**CHALLENGE:** Collect every line of the rows below that contains the word "grass", and list each one in full.

*** TASK MATERIAL ***

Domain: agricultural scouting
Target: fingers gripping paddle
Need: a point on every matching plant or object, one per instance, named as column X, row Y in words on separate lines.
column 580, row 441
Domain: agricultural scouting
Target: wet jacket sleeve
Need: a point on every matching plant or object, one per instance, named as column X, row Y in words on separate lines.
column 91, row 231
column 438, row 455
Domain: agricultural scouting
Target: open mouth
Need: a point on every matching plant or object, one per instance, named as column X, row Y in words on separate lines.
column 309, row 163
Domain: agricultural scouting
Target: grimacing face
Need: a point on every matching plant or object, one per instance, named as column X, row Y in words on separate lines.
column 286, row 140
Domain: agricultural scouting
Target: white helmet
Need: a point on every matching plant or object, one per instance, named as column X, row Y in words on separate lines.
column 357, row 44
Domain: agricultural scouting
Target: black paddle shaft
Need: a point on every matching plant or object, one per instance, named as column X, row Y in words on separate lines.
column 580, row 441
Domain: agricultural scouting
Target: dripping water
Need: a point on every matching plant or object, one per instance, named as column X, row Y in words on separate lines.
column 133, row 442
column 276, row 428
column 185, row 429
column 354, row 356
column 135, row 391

***
*** TASK MATERIAL ***

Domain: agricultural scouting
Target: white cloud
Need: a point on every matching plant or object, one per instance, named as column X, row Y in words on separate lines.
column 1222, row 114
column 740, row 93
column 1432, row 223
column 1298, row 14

***
*** TASK MATERIAL ***

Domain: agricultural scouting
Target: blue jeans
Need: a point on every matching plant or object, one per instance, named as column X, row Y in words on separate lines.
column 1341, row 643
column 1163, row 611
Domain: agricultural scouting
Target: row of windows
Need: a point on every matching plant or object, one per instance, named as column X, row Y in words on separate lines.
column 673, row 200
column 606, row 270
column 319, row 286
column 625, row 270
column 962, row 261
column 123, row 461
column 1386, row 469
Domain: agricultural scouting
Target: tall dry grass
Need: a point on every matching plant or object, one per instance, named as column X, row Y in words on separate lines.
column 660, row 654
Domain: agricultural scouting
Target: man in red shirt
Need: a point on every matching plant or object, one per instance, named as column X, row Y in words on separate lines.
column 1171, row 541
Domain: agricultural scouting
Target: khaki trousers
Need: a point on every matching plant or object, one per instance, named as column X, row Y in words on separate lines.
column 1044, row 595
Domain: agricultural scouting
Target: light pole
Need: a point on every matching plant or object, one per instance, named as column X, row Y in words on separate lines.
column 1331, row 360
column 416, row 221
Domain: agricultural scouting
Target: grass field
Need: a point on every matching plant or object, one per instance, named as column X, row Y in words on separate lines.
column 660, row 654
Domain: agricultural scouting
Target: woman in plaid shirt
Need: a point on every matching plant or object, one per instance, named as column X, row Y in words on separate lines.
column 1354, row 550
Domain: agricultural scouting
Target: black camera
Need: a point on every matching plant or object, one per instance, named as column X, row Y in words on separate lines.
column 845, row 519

***

**RESPONSE TO THE EXERCISE:**
Target: tall dry grass
Target: grass field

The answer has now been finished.